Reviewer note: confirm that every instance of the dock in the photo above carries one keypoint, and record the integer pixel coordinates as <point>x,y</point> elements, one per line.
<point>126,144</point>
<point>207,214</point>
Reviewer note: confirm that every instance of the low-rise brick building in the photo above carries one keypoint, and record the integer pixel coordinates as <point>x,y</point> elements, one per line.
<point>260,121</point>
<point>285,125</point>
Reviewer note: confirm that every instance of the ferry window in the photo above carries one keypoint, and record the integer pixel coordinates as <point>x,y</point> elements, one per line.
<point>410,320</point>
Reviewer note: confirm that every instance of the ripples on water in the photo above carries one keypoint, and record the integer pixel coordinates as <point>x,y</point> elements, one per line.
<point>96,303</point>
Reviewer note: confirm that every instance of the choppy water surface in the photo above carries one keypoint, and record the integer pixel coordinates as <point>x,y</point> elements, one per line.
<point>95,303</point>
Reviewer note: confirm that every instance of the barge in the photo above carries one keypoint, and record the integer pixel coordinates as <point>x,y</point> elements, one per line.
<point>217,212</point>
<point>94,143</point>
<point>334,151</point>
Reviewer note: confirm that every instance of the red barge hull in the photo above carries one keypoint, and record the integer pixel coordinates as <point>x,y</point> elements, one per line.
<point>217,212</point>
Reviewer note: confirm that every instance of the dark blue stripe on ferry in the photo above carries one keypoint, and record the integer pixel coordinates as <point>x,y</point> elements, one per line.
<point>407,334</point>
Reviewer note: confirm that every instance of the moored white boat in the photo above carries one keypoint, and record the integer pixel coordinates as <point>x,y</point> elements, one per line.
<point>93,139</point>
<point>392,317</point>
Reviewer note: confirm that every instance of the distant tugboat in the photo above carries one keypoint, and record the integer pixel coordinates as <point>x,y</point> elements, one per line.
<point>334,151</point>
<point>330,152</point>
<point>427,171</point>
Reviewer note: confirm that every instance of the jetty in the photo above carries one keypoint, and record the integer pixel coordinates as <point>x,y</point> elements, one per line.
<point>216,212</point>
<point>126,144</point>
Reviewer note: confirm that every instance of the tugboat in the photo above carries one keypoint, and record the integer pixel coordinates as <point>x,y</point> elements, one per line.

---------------

WORK INSTRUCTIONS:
Copy the records above exactly, starting at the line that contains "Reviewer note: confirm that every instance of the choppy" and ending at the last line, and leave out all earlier lines.

COMPLETED TASK:
Reviewer note: confirm that every instance of the choppy water surface in the photo above carries one keypoint, and record the integer pixel coordinates as <point>x,y</point> elements, one per line.
<point>95,303</point>
Reviewer note: confirm that every instance of the barge in the photo above carries one keypoint, and record the integer pixel coordinates as <point>x,y</point> elements, one per line.
<point>217,212</point>
<point>94,143</point>
<point>334,151</point>
Reviewer note: confirm that every instance of the red barge hull in the photo above carries one keypoint, and record the integer pixel coordinates as <point>x,y</point> elements, one per line.
<point>217,212</point>
Reviewer note: confirm that every instance of the dark blue stripe on ferry in the photo above carries one keypoint, and record the integer pixel coordinates as <point>x,y</point> elements, one per line.
<point>407,334</point>
Reviewer note: confirm that every instance of the moored white boat in the photo above carries one keypoint, and record the integer pixel coordinates as <point>x,y</point> elements, one per line.
<point>93,139</point>
<point>392,317</point>
Reviewer note: confirm that every instance of the distant tugboat in the photo above carries one keypoint, and record the integer pixel coordinates as <point>x,y</point> elements, one per line.
<point>334,151</point>
<point>330,152</point>
<point>427,171</point>
Reviewer note: confirm that every instance of the jetty in the photo above carries one keypoint, and record the integer pixel coordinates as <point>x,y</point> elements, one per line.
<point>216,212</point>
<point>126,144</point>
Reviewer note: confirm that every instance of the tugboat in the photo above carries one keypoint, and record the integer pixel coordinates as <point>x,y</point> elements, one per line.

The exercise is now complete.